### Problem
Find the line that contains "Please mark the parsley sprig"; then retype it and each line after it, exactly, through the final line of the data below.
** Start of Data provided **
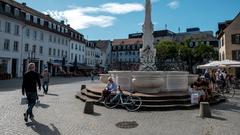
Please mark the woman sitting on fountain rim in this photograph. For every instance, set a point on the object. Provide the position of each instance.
(111, 87)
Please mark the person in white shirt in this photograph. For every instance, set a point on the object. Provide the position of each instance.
(110, 87)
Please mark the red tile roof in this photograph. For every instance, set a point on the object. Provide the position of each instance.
(132, 41)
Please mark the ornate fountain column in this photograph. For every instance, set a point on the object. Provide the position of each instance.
(147, 52)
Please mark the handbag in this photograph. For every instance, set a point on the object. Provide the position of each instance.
(24, 101)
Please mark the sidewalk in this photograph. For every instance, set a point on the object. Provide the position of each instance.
(16, 83)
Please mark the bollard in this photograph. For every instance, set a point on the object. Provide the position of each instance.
(89, 108)
(83, 87)
(205, 110)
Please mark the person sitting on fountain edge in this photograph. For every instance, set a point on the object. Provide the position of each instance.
(111, 87)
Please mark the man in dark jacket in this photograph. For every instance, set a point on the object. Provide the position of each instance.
(29, 87)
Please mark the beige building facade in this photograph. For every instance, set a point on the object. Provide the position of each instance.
(229, 37)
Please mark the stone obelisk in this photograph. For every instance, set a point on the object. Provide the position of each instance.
(147, 52)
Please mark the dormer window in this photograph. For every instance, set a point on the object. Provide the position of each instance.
(58, 28)
(49, 25)
(34, 19)
(54, 26)
(7, 8)
(41, 22)
(27, 17)
(16, 12)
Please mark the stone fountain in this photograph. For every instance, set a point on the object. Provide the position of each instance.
(147, 79)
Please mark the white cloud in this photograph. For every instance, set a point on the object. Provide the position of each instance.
(116, 8)
(81, 18)
(173, 5)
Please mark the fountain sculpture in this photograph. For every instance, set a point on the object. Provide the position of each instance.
(147, 79)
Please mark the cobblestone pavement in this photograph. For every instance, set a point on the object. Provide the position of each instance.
(61, 113)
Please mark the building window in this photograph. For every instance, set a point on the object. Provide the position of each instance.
(34, 49)
(41, 36)
(35, 35)
(62, 41)
(41, 50)
(41, 21)
(27, 32)
(50, 51)
(54, 52)
(49, 25)
(58, 53)
(58, 40)
(26, 47)
(75, 46)
(54, 26)
(8, 27)
(6, 44)
(16, 30)
(54, 39)
(28, 16)
(71, 56)
(50, 38)
(7, 8)
(15, 46)
(16, 12)
(236, 39)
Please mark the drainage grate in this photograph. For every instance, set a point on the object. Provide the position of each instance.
(127, 124)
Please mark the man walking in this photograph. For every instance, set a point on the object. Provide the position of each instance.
(29, 87)
(45, 80)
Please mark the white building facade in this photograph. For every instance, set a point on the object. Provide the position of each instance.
(27, 35)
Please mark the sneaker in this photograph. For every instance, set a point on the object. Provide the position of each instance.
(38, 101)
(25, 117)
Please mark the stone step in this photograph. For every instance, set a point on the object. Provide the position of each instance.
(160, 96)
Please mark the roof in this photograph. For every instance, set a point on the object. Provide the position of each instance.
(132, 41)
(223, 25)
(102, 44)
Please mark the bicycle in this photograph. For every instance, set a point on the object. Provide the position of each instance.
(131, 103)
(226, 89)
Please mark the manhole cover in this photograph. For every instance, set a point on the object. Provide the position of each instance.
(127, 124)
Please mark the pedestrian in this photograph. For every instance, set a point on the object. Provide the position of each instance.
(29, 87)
(92, 76)
(45, 80)
(110, 87)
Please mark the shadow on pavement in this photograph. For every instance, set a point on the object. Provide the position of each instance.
(51, 94)
(15, 84)
(41, 105)
(42, 129)
(218, 118)
(228, 106)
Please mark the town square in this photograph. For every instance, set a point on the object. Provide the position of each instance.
(119, 67)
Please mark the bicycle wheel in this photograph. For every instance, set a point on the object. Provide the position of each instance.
(111, 101)
(133, 103)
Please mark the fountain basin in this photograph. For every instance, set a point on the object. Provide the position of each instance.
(151, 81)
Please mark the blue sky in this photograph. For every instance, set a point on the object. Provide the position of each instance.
(114, 19)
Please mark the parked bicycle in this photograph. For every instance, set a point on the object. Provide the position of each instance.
(131, 103)
(226, 89)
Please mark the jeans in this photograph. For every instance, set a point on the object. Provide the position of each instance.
(31, 97)
(45, 86)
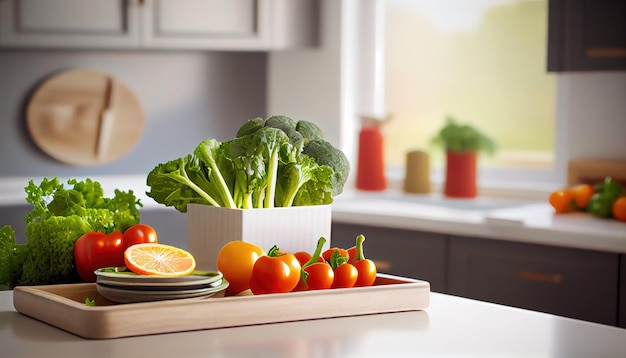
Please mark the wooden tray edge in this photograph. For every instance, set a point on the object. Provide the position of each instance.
(391, 294)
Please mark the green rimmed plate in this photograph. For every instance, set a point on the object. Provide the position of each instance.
(121, 276)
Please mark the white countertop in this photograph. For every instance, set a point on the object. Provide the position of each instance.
(527, 219)
(450, 327)
(524, 220)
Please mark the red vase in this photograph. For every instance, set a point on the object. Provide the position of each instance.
(461, 174)
(370, 165)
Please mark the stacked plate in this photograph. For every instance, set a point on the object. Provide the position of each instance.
(120, 285)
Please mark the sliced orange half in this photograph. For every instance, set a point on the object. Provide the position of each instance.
(159, 259)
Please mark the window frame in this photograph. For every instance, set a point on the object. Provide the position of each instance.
(369, 93)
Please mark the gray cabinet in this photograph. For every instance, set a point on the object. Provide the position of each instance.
(568, 282)
(69, 23)
(399, 252)
(160, 24)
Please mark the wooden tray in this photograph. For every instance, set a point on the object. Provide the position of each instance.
(63, 306)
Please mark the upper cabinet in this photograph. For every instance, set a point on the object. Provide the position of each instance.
(586, 35)
(167, 24)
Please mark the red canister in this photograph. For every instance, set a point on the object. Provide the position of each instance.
(370, 164)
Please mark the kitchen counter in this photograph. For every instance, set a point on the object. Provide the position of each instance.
(523, 220)
(450, 327)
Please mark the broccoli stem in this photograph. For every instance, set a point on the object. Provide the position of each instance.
(272, 171)
(181, 177)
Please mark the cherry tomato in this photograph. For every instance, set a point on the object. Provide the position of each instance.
(366, 267)
(346, 276)
(342, 252)
(582, 194)
(235, 261)
(562, 200)
(276, 272)
(96, 250)
(319, 276)
(139, 234)
(316, 274)
(618, 209)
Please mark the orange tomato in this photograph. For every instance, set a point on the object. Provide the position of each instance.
(562, 200)
(582, 194)
(235, 261)
(618, 209)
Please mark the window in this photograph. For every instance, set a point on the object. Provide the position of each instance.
(480, 61)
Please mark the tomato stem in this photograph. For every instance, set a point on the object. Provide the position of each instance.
(316, 255)
(275, 252)
(359, 247)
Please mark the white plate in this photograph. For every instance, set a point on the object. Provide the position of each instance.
(121, 295)
(124, 277)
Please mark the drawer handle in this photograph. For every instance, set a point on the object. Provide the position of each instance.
(382, 266)
(540, 277)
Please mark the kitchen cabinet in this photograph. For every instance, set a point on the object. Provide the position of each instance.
(255, 25)
(399, 252)
(586, 35)
(568, 282)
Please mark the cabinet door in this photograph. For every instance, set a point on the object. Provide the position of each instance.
(586, 35)
(399, 252)
(69, 23)
(227, 24)
(568, 282)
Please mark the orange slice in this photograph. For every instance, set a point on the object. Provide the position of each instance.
(159, 259)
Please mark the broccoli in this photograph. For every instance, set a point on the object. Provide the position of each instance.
(59, 217)
(325, 154)
(256, 160)
(11, 258)
(314, 144)
(267, 164)
(309, 131)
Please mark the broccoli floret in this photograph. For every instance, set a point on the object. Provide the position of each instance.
(325, 154)
(309, 131)
(11, 258)
(288, 126)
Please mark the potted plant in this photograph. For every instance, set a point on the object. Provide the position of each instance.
(462, 143)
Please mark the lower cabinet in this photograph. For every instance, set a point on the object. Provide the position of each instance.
(399, 252)
(568, 282)
(575, 283)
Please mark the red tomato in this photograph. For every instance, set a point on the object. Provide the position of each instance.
(277, 272)
(365, 267)
(139, 234)
(320, 276)
(346, 276)
(96, 250)
(342, 252)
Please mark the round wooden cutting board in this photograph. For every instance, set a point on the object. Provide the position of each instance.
(84, 118)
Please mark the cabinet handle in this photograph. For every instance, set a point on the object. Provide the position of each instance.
(556, 278)
(382, 266)
(609, 52)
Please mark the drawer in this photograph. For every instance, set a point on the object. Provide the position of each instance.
(564, 281)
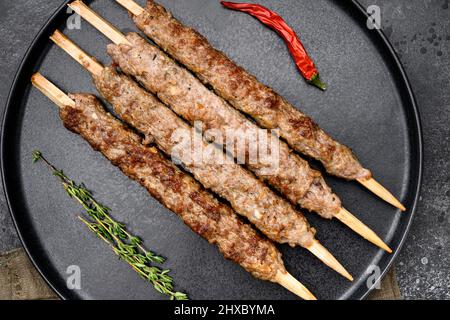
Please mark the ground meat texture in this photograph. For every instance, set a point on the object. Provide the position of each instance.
(176, 190)
(246, 93)
(248, 196)
(190, 99)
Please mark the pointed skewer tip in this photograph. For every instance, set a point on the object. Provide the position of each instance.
(326, 257)
(382, 192)
(286, 280)
(360, 228)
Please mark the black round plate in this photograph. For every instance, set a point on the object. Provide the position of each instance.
(369, 106)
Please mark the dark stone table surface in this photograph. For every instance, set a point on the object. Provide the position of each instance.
(420, 33)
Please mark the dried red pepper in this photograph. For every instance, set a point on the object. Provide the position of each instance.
(296, 48)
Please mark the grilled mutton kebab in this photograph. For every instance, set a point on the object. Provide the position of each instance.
(248, 95)
(200, 210)
(248, 196)
(190, 99)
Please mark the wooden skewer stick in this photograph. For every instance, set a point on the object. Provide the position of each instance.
(61, 99)
(131, 6)
(101, 24)
(51, 91)
(81, 57)
(289, 282)
(326, 257)
(318, 250)
(382, 192)
(360, 228)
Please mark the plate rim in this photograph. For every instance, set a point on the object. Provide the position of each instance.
(44, 30)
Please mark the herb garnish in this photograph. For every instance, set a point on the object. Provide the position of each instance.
(128, 247)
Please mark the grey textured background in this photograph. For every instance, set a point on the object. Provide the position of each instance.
(420, 32)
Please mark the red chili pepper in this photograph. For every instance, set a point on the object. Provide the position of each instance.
(296, 48)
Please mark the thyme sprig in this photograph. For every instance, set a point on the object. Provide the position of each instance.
(128, 247)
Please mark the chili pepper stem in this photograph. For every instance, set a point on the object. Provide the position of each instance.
(315, 81)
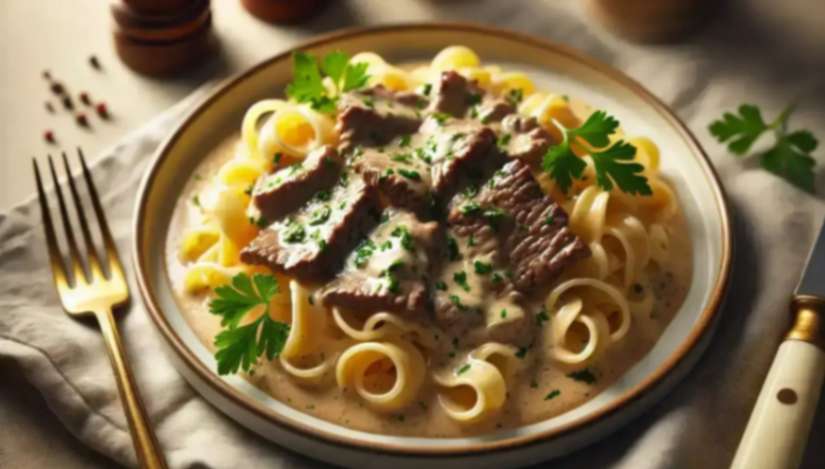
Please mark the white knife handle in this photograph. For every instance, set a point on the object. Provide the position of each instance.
(777, 431)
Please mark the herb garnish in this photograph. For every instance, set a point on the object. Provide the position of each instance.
(613, 164)
(410, 174)
(790, 156)
(552, 395)
(307, 82)
(460, 278)
(238, 347)
(294, 233)
(482, 268)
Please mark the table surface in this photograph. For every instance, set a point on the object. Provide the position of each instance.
(59, 36)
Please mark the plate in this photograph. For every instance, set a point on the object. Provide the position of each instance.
(550, 65)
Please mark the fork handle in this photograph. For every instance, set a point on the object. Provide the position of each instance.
(143, 437)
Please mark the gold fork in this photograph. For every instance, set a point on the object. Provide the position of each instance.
(96, 292)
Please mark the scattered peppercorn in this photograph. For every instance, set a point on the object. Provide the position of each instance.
(102, 110)
(57, 88)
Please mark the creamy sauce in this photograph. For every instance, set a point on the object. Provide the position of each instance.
(532, 393)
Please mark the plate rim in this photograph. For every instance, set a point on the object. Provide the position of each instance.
(187, 357)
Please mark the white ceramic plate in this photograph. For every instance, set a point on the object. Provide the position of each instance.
(551, 66)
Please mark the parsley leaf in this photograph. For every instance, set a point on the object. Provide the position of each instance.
(307, 84)
(613, 164)
(238, 347)
(355, 76)
(739, 130)
(790, 156)
(334, 64)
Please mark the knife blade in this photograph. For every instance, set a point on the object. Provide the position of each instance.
(812, 281)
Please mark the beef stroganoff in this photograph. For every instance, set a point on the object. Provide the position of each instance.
(428, 250)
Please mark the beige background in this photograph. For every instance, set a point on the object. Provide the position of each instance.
(59, 35)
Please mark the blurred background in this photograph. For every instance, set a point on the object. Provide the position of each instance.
(52, 49)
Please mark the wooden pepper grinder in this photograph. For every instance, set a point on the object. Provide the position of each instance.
(284, 11)
(162, 37)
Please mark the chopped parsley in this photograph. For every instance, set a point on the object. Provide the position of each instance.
(552, 395)
(307, 83)
(294, 233)
(515, 96)
(239, 347)
(584, 375)
(460, 278)
(410, 174)
(363, 253)
(320, 215)
(482, 268)
(452, 249)
(441, 117)
(403, 233)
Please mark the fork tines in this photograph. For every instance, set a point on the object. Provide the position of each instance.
(79, 272)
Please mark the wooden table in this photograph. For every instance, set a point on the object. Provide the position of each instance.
(60, 35)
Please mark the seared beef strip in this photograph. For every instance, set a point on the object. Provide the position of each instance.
(532, 227)
(311, 243)
(473, 287)
(389, 269)
(525, 138)
(401, 179)
(454, 94)
(285, 190)
(375, 116)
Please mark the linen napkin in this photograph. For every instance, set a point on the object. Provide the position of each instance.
(697, 425)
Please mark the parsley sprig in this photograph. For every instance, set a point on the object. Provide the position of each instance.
(613, 164)
(238, 347)
(307, 84)
(790, 156)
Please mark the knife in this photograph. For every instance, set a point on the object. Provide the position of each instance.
(777, 431)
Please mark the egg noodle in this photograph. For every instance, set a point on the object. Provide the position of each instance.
(384, 359)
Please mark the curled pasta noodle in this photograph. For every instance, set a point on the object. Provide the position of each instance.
** End of Data provided **
### Written response
Please mark the parsley sprig in this photograph. For every instance, set a point on the object. Provide the position of each instance.
(613, 164)
(238, 347)
(307, 84)
(790, 156)
Please mark the knife in this photograph. For every instance, set a point on the object. Provide the position of each instance.
(777, 431)
Please mark the egg noodle in this photograph. For every instance, set a point on the object. Provide the position of each instance.
(384, 359)
Please mark the curled pasta noodle in this photograph. For every instance, set a point on the object. Provide the position of each instance.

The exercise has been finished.